**設問 A:** 一覧から、文字列「person」を含む行をすべて選び出してください。

図3に示すように、光学位相差板2・3は、異なる3方向の主屈折率na ・nb ・nc を有している。主屈折率na の方向は、互いに直交座標xyzにおける各座標軸のうちy座標軸と方向が一致している。主屈折率nb の方向は、光学位相差板2・3において画面に対応する表面に垂直なz座標軸(表面の法線方向)に対し矢印Aの方向にθ傾いている。
光学位相差板2・3は、各主屈折率がna =nc >nb という関係を満たしている。これにより、光学軸が1つのみ存在するので、光学位相差板2・3は一軸性を備え、また、屈折率異方性が負になる。光学位相差板2・3の第1のリタデーション値(nc −na )×dは、na =nc であるため、ほぼ0nmである。第2のリタデーション値(nc −nb )×dは、80nm〜250nmの範囲内で任意の値に設定される。第2のリタデーション値(nc −nb )×dをこのような範囲内に設定することで、光学位相差板2・3による位相差の補償機能を確実に得ることができる。尚、上記のnc −na およびnc −nb は屈折率異方性Δnを表し、dは光学位相差板2・3の厚みを表している。
また、光学位相差板2・3の主屈折率nb が傾いている角度θ、即ち、屈折率楕円体の傾斜角度θは、15°≦θ≦75°の範囲内で任意の値に設定される。傾斜角度θをこのような範囲内に設定することで、屈折率楕円体の傾斜の方向が時計回り反時計回りに係わらず、光学位相差板2・3による位相差の補償機能を確実に得ることができる。
尚、光学位相差板2・3の配置については、光学位相差板2・3のうちの何れか一方のみを片側に配置した構成でも、また、光学位相差板2・3を片側に重ねて配置することもできる。さらに、3枚以上の光学位相差板を用いることもできる。
そして、図4に示すように、本液晶表示装置においては、液晶表示素子1における偏光板4・5は、その吸収軸AX1 ・AX2 が前記の配向膜11・14(図1参照)のラビング方向R1 ・R2 とそれぞれ平行となるように配置される。本液晶表示装置では、ラビング方向R1 ・R2 が互いに直交しているため、吸収軸AX1 ・AX2 も互いに直交している。

**演習用データ:**
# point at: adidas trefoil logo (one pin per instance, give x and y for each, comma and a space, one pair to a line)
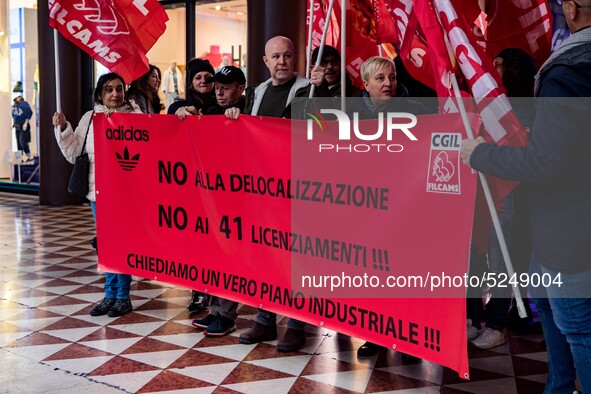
127, 163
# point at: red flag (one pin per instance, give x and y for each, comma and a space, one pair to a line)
526, 25
116, 33
408, 38
386, 31
501, 124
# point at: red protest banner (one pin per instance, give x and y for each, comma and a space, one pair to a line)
301, 220
116, 33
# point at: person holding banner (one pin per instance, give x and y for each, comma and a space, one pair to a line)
273, 98
555, 164
382, 91
200, 93
329, 82
517, 70
229, 85
21, 116
144, 91
229, 88
109, 97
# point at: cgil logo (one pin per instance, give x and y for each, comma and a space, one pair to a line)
395, 121
131, 134
126, 161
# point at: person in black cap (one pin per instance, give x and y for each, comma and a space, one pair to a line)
21, 116
327, 77
229, 89
200, 96
200, 93
229, 85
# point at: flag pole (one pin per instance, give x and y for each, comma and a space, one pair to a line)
56, 54
343, 54
490, 203
310, 30
322, 42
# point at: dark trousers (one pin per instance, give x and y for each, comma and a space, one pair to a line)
23, 137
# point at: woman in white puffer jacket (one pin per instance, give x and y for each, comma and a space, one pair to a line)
109, 97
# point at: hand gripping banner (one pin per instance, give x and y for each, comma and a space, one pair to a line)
302, 218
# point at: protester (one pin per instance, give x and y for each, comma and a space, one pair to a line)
144, 91
200, 93
21, 117
172, 84
329, 81
200, 96
229, 87
382, 93
517, 70
273, 98
109, 97
555, 165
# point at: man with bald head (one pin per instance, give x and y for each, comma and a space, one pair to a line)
554, 168
273, 98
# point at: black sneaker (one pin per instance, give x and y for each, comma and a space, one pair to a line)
102, 308
199, 303
220, 327
205, 322
369, 349
120, 308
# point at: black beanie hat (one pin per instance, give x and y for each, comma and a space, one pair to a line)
197, 65
327, 51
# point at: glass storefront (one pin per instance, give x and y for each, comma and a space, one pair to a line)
19, 89
220, 36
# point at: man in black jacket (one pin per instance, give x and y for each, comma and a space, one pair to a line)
555, 167
273, 98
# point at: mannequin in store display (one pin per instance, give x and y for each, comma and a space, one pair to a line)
21, 116
172, 83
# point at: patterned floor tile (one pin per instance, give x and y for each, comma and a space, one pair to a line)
49, 283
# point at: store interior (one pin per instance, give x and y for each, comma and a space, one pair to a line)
220, 35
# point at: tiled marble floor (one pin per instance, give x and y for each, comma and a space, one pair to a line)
50, 344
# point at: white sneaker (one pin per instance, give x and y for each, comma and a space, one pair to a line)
489, 338
471, 331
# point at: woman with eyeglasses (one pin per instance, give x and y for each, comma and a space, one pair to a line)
144, 91
200, 94
109, 97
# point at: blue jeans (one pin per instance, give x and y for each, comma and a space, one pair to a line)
267, 318
498, 306
565, 314
116, 285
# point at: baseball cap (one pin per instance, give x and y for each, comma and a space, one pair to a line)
328, 51
228, 74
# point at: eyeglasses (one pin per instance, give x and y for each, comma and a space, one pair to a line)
333, 62
559, 2
199, 77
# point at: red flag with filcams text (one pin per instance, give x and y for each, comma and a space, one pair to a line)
116, 33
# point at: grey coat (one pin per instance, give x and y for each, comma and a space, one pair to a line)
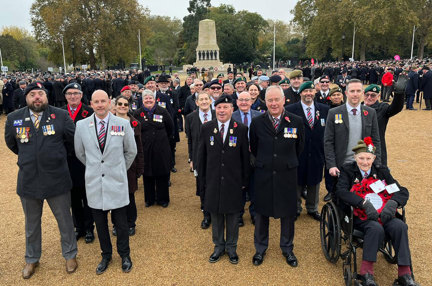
106, 173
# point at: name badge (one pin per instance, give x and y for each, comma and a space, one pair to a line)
158, 118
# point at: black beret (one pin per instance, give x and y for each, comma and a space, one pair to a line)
224, 98
72, 85
37, 85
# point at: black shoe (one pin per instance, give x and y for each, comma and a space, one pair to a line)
103, 265
132, 231
291, 259
215, 256
147, 204
405, 280
315, 215
258, 258
233, 258
240, 221
126, 264
89, 238
205, 223
367, 280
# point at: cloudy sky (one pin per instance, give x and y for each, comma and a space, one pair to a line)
16, 12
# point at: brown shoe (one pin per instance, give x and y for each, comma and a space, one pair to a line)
29, 269
71, 265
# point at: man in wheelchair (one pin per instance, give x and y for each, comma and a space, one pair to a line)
375, 196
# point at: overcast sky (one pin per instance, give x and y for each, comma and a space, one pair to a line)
17, 12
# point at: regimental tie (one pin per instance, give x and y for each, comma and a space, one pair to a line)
102, 133
309, 117
36, 122
222, 130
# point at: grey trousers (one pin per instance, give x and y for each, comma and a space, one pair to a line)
218, 232
312, 198
60, 206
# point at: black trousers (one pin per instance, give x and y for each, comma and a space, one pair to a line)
81, 212
261, 235
156, 189
374, 234
131, 212
220, 222
119, 216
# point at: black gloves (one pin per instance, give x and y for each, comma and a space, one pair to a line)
389, 211
370, 210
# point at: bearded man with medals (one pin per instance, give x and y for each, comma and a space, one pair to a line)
375, 196
82, 217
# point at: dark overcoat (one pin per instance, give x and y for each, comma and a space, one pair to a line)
310, 169
223, 169
42, 161
155, 139
277, 159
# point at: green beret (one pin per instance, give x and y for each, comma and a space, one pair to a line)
285, 80
373, 87
365, 145
295, 73
306, 85
239, 79
149, 78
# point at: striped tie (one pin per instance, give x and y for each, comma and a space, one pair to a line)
36, 123
309, 116
101, 135
276, 123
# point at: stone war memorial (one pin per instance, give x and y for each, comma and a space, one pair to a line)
207, 51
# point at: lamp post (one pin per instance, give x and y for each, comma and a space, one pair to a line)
343, 44
73, 55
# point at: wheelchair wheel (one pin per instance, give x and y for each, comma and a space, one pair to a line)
388, 252
330, 232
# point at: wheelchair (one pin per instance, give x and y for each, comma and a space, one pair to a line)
337, 229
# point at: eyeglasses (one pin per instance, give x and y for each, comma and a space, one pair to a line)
72, 93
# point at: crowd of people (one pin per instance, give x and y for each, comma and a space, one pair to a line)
269, 140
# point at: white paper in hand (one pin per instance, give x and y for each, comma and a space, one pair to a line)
393, 188
378, 186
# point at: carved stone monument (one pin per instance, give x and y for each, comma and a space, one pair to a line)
207, 51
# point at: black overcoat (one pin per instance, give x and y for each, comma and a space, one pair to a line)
277, 159
223, 169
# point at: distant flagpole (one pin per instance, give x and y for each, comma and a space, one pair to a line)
274, 45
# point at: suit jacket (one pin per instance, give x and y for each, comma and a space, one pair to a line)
106, 172
223, 169
277, 159
43, 170
237, 116
310, 170
336, 135
193, 129
76, 168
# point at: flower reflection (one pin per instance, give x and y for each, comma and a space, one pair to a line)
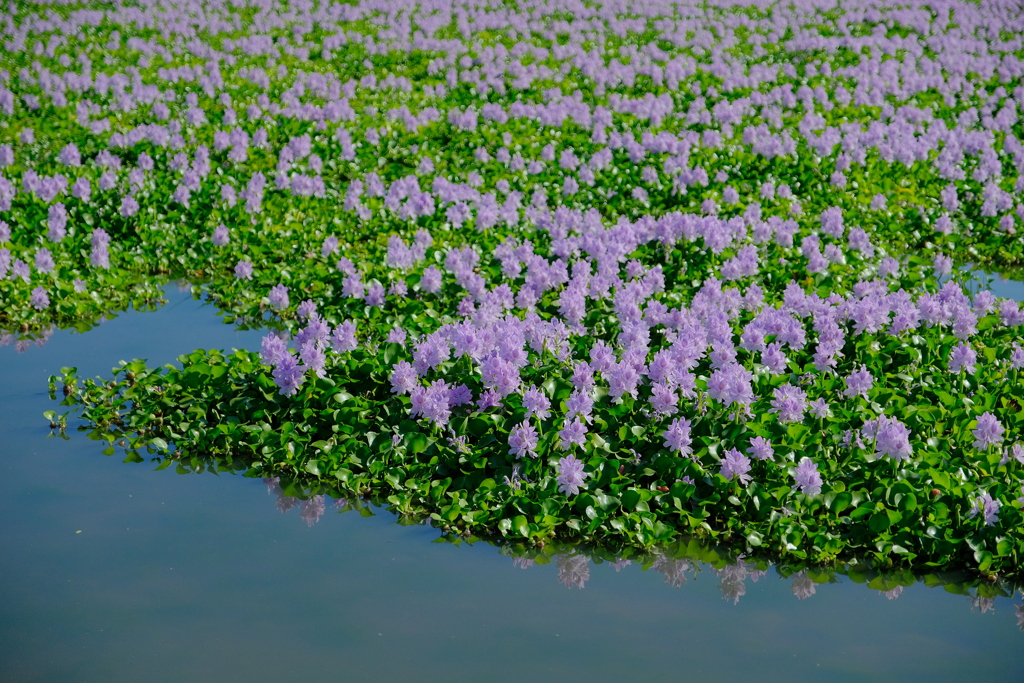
732, 578
572, 569
673, 570
981, 604
895, 593
573, 562
803, 585
522, 562
312, 510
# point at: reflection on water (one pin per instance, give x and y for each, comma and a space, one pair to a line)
118, 573
573, 562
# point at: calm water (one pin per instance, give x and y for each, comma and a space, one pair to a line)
111, 571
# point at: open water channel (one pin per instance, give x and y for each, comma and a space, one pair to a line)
113, 571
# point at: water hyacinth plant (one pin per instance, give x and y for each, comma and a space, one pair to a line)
539, 272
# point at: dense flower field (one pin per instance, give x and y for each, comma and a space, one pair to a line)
612, 273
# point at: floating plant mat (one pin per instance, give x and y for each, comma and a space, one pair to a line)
612, 281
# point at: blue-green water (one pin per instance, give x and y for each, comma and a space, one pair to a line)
112, 571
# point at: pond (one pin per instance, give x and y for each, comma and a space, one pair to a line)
114, 571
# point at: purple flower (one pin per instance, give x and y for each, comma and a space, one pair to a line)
306, 308
20, 269
343, 340
312, 356
44, 261
963, 357
522, 440
858, 383
278, 297
244, 270
761, 449
677, 436
39, 299
987, 507
808, 479
272, 349
220, 236
1017, 357
892, 438
57, 222
572, 433
790, 402
570, 475
819, 409
735, 466
288, 374
988, 432
375, 294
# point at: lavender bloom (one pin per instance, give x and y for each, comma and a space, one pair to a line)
288, 374
523, 440
570, 475
892, 438
963, 357
761, 449
39, 299
572, 570
988, 432
220, 236
312, 356
403, 378
244, 270
808, 479
819, 409
306, 309
56, 222
735, 466
44, 261
278, 297
858, 383
272, 348
987, 507
790, 402
803, 585
375, 294
20, 269
129, 207
677, 436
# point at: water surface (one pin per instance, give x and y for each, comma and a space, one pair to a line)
113, 571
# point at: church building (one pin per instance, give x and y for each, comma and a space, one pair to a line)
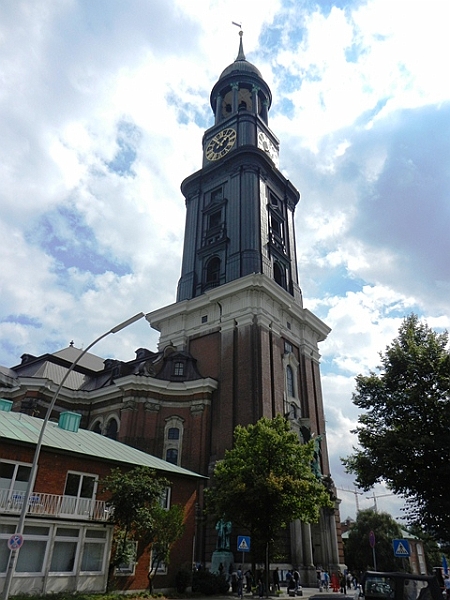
237, 344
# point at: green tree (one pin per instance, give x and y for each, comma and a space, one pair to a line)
168, 528
267, 481
404, 432
433, 553
359, 556
138, 516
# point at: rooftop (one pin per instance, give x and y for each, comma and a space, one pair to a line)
22, 428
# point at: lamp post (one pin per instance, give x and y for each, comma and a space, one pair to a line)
14, 554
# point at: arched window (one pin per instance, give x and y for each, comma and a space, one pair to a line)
173, 440
173, 433
172, 456
290, 381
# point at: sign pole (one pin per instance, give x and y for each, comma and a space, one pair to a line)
372, 545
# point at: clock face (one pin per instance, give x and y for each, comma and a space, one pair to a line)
220, 144
265, 144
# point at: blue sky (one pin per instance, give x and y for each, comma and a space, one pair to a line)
102, 109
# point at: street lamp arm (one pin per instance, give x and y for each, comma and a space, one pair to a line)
34, 467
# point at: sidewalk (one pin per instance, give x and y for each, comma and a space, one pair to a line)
307, 593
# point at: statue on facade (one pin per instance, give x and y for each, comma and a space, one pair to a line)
223, 529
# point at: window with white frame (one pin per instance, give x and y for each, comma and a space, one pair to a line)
34, 550
13, 481
173, 440
165, 498
6, 531
55, 549
128, 567
65, 549
94, 545
79, 494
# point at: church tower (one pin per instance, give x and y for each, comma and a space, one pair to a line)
239, 309
240, 208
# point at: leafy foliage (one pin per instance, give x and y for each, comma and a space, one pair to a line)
209, 584
357, 549
404, 432
138, 516
266, 481
168, 527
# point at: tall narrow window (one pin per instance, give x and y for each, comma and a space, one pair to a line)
279, 275
111, 429
178, 368
290, 381
173, 440
172, 456
213, 271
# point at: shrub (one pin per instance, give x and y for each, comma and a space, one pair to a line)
182, 580
204, 582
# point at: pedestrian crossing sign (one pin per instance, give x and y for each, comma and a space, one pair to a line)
401, 548
243, 543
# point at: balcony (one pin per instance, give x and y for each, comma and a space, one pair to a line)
51, 505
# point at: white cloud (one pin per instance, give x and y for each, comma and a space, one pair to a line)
102, 112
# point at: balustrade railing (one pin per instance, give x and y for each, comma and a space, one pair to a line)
54, 505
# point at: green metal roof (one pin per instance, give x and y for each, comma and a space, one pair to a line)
19, 427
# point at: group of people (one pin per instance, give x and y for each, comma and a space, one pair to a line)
293, 584
341, 581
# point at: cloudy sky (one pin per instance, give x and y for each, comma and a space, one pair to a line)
103, 104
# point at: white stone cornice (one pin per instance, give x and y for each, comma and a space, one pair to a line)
138, 383
237, 302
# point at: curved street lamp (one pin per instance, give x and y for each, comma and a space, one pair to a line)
14, 554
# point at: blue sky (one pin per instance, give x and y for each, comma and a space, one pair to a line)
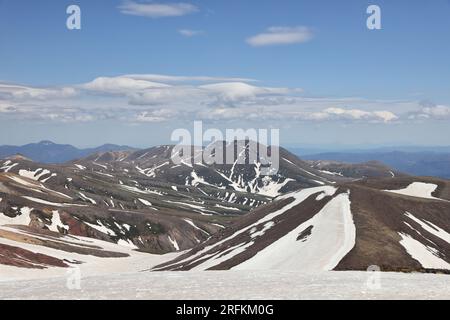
333, 81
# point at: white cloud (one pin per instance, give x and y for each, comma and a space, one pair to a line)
157, 10
437, 112
157, 98
281, 36
20, 92
190, 33
170, 79
120, 85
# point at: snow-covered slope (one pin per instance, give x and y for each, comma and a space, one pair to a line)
339, 227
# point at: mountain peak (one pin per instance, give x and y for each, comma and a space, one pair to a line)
46, 143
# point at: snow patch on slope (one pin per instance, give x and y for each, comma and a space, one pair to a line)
418, 189
332, 236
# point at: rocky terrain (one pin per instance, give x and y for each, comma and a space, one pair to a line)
309, 216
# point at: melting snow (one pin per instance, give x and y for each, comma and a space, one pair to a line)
418, 189
431, 228
174, 243
87, 198
426, 256
332, 236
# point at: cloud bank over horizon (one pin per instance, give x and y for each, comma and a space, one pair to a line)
137, 98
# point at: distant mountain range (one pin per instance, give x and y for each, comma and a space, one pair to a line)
418, 161
49, 152
309, 216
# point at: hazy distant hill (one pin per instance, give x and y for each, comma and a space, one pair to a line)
419, 163
49, 152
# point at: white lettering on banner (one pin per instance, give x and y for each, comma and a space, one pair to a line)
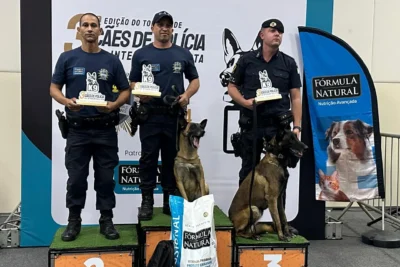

**設問 B:**
本文に基づき、次の問いに答えよ。
(i) 光学位相差板2・3の第2のリタデーション値(nc −nb )×dは、どの範囲内で設定されるか。
(ii) 屈折率楕円体の傾斜角度θは、どの範囲内で設定されるか。
(iii) 偏光板4・5の吸収軸AX1 ・AX2 は、何とそれぞれ平行になるように配置されるか。

**模範解答 A:**
# point at: person holding banner (one pin per instance, give x and y for each, comma and a space, one pair to a line)
# point at: person in black cap (one pin per instance, give x and y for each, comma and a space, one pair to a line)

**模範解答 B:**
(i) 80nm〜250nmの範囲内
(ii) 15°≦θ≦75°の範囲内
(iii) 配向膜11・14のラビング方向R1 ・R2